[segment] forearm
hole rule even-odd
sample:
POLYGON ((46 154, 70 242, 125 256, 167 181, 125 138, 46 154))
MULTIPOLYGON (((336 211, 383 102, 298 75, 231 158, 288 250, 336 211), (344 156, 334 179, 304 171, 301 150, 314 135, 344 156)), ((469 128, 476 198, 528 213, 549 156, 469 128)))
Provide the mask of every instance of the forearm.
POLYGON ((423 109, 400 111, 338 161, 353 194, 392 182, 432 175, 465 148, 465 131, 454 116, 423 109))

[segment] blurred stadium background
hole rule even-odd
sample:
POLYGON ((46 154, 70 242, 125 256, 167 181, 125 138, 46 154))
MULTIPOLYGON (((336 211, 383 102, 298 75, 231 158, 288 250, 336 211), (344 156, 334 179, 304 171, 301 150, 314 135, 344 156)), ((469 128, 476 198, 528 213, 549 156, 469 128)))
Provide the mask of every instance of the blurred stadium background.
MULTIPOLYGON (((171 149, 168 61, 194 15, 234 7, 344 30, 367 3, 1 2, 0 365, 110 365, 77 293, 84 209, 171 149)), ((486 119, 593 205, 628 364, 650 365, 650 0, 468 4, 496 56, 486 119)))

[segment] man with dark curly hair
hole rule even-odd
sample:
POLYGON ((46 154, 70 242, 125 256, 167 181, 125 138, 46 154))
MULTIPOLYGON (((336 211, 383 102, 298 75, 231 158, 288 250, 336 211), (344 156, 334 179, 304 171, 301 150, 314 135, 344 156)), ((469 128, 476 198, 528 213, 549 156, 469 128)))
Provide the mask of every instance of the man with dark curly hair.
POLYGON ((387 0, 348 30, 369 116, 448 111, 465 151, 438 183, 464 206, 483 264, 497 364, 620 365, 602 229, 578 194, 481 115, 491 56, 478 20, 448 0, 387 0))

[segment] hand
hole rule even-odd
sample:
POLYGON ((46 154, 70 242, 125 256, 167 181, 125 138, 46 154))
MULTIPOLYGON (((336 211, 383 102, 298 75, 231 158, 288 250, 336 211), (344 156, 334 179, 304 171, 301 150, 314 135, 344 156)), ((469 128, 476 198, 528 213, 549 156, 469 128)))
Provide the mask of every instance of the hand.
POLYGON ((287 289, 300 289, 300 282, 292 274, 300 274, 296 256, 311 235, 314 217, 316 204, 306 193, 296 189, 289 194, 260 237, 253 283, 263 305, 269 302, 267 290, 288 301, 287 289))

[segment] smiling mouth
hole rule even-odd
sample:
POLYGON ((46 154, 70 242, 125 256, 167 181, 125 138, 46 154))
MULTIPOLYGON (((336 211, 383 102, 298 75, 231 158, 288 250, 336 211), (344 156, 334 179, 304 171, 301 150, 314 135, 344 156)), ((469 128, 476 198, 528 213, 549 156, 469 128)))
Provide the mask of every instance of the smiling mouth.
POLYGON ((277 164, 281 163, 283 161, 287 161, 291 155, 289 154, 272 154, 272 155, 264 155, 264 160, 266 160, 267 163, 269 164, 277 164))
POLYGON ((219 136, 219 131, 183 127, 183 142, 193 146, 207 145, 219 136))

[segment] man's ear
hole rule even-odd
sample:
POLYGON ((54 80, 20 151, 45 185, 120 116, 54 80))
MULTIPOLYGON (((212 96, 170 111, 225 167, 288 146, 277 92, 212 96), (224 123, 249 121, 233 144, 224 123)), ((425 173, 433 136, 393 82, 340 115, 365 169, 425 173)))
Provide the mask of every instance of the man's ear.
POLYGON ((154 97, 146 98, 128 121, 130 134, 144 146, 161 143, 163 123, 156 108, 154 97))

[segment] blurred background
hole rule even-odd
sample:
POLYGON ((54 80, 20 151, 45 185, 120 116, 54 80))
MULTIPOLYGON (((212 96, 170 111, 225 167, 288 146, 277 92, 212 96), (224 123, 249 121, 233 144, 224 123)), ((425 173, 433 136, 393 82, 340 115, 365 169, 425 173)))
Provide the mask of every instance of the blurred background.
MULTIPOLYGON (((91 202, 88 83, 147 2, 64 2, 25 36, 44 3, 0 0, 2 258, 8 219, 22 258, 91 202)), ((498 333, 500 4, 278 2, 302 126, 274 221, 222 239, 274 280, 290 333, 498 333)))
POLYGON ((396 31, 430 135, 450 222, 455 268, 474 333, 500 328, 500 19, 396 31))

**About this task**
Take each line above that contains "segment" and copy it out.

**Answer to the exercise**
[segment] forearm
[segment] blurred stadium background
[segment] man with dark curly hair
[segment] hand
[segment] smiling mouth
[segment] man's ear
[segment] blurred background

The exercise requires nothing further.